◆ Problem statement ◆
Copy the lines below word for word, starting from the very first line and stopping after the line that has "positive clicks: (668, 702)".

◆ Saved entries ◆
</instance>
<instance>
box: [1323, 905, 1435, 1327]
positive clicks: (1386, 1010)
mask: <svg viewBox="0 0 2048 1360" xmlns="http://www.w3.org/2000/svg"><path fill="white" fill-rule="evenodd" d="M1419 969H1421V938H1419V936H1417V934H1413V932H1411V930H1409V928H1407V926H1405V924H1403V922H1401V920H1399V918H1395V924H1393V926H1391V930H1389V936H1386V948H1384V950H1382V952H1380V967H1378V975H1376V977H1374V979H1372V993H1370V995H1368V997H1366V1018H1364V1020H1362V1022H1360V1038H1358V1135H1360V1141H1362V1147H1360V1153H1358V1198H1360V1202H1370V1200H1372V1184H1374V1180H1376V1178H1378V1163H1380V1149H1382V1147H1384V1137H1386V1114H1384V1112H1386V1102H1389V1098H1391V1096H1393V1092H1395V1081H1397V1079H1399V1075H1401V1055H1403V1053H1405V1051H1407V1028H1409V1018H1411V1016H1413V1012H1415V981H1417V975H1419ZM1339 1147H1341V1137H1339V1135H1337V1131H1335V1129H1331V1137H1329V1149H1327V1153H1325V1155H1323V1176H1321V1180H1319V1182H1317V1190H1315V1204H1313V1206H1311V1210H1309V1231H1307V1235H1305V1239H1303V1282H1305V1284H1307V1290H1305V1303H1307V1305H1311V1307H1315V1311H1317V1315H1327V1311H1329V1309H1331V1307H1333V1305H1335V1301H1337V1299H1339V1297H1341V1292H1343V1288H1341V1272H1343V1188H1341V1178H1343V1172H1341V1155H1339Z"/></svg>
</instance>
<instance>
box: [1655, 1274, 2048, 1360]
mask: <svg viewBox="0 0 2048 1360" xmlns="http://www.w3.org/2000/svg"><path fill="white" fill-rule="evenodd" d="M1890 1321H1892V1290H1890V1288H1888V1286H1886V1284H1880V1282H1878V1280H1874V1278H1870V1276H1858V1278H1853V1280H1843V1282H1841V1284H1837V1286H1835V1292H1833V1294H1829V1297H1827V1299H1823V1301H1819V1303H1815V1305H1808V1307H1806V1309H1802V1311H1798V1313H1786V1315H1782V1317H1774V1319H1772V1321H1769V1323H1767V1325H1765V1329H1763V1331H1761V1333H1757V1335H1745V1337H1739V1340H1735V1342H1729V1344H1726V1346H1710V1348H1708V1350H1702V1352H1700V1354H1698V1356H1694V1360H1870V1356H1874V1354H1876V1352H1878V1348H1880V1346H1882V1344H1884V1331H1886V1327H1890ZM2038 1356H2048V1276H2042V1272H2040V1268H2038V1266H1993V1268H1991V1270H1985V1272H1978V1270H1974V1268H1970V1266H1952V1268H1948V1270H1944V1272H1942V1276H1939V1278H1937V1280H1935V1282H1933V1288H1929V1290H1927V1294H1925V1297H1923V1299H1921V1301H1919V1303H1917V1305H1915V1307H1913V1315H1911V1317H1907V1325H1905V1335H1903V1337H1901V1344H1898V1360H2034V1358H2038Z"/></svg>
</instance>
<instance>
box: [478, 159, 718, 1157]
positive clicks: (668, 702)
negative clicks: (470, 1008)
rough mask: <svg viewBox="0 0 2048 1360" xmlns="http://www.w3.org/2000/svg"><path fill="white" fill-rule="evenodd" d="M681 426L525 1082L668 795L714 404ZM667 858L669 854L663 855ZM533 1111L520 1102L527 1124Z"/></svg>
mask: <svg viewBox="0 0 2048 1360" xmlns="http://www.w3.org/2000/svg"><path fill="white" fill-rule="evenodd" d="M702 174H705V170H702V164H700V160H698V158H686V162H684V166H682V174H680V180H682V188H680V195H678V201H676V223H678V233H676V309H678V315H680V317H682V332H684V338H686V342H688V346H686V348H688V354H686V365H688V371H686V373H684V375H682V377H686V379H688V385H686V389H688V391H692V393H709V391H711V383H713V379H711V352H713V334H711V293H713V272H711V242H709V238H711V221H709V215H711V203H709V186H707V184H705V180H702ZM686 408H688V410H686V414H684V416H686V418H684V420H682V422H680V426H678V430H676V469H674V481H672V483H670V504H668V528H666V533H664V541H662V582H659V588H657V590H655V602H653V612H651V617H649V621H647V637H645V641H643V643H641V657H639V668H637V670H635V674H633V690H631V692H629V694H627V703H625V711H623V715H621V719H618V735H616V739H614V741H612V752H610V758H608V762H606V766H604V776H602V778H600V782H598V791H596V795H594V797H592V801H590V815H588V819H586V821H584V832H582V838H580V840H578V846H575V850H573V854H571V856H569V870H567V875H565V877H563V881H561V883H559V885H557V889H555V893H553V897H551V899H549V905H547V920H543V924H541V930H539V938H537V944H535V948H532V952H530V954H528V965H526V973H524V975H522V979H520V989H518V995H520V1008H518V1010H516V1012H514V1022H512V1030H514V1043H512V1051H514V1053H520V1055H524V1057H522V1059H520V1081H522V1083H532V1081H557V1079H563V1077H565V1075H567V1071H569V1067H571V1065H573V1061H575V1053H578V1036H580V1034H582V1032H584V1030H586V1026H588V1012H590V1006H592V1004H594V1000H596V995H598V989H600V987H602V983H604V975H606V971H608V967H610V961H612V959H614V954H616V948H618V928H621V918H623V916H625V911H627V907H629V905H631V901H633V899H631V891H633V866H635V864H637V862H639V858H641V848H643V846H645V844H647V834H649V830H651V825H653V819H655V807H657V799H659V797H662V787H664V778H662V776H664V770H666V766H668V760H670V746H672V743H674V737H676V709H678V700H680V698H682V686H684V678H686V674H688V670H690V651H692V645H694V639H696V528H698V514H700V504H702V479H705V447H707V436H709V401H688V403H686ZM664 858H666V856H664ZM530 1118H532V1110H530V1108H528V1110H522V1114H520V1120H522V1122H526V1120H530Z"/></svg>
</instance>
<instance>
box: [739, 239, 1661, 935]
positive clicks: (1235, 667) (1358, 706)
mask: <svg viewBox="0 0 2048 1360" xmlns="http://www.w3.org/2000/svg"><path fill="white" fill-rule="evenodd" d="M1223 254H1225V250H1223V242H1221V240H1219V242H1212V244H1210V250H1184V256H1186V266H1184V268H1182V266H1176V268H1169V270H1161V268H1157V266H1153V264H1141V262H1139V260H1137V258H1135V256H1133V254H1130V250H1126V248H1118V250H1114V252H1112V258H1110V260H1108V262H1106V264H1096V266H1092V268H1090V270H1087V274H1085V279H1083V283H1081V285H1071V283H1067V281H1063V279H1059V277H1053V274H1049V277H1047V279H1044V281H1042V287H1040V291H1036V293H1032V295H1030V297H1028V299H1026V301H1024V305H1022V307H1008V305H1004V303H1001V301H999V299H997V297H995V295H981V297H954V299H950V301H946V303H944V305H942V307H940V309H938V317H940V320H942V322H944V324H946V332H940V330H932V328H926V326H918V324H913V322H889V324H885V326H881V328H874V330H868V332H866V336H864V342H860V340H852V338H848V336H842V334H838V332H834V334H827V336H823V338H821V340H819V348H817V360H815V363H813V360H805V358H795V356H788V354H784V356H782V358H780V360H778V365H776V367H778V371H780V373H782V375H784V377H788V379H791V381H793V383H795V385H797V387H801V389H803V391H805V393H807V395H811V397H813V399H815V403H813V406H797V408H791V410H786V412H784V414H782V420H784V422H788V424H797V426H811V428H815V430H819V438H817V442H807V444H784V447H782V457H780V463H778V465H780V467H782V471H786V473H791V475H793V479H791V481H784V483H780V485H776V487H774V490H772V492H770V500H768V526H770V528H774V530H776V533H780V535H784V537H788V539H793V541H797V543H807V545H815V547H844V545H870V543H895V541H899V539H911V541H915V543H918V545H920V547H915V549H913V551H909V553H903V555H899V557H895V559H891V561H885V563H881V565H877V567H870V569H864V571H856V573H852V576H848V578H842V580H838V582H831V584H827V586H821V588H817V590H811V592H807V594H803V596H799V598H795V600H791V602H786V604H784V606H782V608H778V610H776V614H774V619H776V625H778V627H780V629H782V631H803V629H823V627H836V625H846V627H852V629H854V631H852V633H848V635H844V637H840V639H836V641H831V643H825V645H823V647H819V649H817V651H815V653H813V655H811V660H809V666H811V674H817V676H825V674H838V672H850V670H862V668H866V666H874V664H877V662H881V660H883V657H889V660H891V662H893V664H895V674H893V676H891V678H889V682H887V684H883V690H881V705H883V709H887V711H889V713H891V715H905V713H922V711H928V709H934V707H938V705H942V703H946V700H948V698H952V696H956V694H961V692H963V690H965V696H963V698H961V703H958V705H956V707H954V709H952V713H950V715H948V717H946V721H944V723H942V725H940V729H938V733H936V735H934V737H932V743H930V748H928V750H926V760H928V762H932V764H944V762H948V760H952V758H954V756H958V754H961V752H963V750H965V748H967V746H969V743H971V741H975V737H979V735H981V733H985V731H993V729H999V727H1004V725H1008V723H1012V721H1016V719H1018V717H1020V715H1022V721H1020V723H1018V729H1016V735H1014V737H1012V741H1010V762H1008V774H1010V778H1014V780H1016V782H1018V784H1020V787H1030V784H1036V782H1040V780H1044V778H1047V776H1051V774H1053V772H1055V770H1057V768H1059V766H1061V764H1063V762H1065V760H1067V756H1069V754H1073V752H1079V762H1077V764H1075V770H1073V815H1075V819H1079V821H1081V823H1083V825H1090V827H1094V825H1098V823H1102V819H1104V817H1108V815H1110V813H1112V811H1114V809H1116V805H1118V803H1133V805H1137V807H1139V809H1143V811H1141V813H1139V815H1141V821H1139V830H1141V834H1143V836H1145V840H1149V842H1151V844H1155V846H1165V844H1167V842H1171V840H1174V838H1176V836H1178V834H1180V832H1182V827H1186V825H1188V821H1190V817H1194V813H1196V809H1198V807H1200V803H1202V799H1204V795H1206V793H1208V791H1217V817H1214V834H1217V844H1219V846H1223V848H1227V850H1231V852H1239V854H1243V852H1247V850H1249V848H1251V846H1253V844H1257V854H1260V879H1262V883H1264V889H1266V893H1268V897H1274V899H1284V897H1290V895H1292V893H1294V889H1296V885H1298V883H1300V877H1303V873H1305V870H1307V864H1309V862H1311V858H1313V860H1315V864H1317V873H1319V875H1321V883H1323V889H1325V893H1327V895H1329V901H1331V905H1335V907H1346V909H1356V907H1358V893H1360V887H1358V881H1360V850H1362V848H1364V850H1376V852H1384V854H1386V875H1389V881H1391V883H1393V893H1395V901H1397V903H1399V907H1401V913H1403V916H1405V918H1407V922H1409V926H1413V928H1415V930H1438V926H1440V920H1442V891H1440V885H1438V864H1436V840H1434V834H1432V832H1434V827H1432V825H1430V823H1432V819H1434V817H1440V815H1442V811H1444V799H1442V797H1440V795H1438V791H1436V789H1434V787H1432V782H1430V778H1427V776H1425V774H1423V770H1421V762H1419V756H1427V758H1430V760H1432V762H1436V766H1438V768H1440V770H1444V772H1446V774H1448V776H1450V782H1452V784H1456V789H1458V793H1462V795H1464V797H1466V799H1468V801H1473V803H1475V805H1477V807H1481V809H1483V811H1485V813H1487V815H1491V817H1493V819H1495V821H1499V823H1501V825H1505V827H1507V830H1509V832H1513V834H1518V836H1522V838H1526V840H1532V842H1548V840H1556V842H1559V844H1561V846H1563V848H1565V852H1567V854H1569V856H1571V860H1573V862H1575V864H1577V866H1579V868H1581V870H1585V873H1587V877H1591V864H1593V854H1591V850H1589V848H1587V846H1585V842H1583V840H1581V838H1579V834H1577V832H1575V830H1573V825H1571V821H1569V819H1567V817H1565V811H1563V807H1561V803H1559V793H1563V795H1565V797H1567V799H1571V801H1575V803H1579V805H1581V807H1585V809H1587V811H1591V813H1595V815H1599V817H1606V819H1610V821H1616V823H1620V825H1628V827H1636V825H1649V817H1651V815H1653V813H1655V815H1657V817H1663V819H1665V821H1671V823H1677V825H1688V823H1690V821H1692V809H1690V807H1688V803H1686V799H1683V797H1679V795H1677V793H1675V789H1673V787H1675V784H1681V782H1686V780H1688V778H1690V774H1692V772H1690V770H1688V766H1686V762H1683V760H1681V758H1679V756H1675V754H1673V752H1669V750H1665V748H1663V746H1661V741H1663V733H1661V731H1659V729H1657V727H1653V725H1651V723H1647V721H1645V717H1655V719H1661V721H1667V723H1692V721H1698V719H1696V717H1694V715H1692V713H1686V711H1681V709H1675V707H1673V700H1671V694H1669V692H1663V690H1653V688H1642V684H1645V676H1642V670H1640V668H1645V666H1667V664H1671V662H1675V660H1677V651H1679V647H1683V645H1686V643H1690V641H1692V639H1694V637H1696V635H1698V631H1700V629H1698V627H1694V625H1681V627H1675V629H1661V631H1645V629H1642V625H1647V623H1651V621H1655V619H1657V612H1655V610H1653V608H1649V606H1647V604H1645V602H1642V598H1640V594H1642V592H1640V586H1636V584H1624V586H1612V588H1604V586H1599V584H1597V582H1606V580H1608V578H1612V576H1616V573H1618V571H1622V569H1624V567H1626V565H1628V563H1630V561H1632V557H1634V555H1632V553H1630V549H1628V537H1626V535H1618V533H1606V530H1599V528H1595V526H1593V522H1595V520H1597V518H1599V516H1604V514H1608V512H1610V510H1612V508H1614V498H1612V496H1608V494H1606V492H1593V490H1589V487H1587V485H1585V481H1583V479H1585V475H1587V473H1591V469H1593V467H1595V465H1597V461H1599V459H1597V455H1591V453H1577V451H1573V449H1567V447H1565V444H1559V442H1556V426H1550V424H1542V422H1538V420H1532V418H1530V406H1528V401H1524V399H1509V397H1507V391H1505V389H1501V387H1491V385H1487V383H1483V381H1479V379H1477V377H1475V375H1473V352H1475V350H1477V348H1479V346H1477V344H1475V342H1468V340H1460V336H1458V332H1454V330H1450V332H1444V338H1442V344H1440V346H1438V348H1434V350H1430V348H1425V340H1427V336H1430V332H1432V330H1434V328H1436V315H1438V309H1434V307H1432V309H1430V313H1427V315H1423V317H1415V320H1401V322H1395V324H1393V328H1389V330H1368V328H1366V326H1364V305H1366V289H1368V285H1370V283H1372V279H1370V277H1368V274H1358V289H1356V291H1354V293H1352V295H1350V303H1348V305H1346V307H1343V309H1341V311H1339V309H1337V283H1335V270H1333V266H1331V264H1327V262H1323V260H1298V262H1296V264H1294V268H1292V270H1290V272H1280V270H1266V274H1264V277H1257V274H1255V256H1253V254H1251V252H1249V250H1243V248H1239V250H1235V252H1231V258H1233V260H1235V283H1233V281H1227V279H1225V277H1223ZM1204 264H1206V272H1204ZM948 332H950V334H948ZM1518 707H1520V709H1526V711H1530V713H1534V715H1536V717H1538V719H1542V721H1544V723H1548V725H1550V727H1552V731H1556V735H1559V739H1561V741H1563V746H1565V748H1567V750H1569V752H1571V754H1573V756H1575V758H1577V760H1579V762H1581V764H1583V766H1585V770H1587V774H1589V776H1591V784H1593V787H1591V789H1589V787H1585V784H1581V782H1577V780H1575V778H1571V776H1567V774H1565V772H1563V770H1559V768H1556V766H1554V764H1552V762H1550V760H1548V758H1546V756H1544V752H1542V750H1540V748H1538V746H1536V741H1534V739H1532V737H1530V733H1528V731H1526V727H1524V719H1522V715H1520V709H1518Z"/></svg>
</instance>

◆ Task response ◆
</instance>
<instance>
box: [1323, 905, 1435, 1327]
positive clicks: (1386, 1010)
mask: <svg viewBox="0 0 2048 1360" xmlns="http://www.w3.org/2000/svg"><path fill="white" fill-rule="evenodd" d="M1419 969H1421V938H1419V936H1417V934H1413V932H1411V930H1409V928H1407V926H1405V924H1403V922H1401V920H1399V918H1395V924H1393V926H1391V930H1389V936H1386V948H1384V950H1382V952H1380V967H1378V975H1376V977H1374V979H1372V993H1370V995H1368V997H1366V1018H1364V1020H1362V1022H1360V1038H1358V1135H1360V1141H1362V1147H1360V1153H1358V1198H1360V1202H1370V1200H1372V1184H1374V1180H1376V1178H1378V1163H1380V1149H1382V1147H1384V1137H1386V1114H1384V1112H1386V1102H1389V1098H1391V1096H1393V1092H1395V1081H1397V1079H1399V1075H1401V1055H1403V1053H1405V1051H1407V1028H1409V1018H1411V1016H1413V1012H1415V981H1417V975H1419ZM1339 1147H1341V1137H1339V1135H1337V1131H1335V1129H1331V1137H1329V1149H1327V1153H1325V1155H1323V1176H1321V1180H1319V1182H1317V1190H1315V1204H1313V1206H1311V1210H1309V1231H1307V1235H1305V1239H1303V1282H1305V1284H1307V1290H1305V1303H1307V1305H1311V1307H1315V1311H1317V1315H1327V1311H1329V1309H1331V1307H1333V1305H1335V1301H1337V1299H1339V1297H1341V1292H1343V1288H1341V1272H1343V1188H1341V1178H1343V1172H1341V1155H1339Z"/></svg>
</instance>
<instance>
box: [1655, 1274, 2048, 1360]
mask: <svg viewBox="0 0 2048 1360" xmlns="http://www.w3.org/2000/svg"><path fill="white" fill-rule="evenodd" d="M1890 1321H1892V1290H1890V1288H1888V1286H1886V1284H1880V1282H1878V1280H1874V1278H1870V1276H1858V1278H1853V1280H1843V1282H1841V1284H1837V1286H1835V1292H1833V1294H1829V1297H1827V1299H1823V1301H1819V1303H1815V1305H1808V1307H1806V1309H1802V1311H1798V1313H1786V1315H1782V1317H1774V1319H1772V1321H1769V1323H1767V1325H1765V1329H1763V1331H1761V1333H1757V1335H1745V1337H1739V1340H1735V1342H1729V1344H1726V1346H1710V1348H1708V1350H1702V1352H1700V1354H1698V1356H1694V1360H1870V1356H1874V1354H1876V1352H1878V1348H1880V1346H1882V1344H1884V1331H1886V1327H1890ZM2038 1356H2048V1276H2042V1272H2040V1268H2038V1266H1993V1268H1991V1270H1985V1272H1978V1270H1974V1268H1970V1266H1952V1268H1948V1270H1944V1272H1942V1276H1939V1278H1937V1280H1935V1282H1933V1288H1929V1290H1927V1294H1925V1297H1923V1299H1921V1301H1919V1303H1917V1305H1915V1307H1913V1315H1911V1317H1907V1325H1905V1335H1903V1337H1901V1344H1898V1360H2034V1358H2038Z"/></svg>
</instance>
<instance>
box: [478, 159, 718, 1157]
positive clicks: (668, 702)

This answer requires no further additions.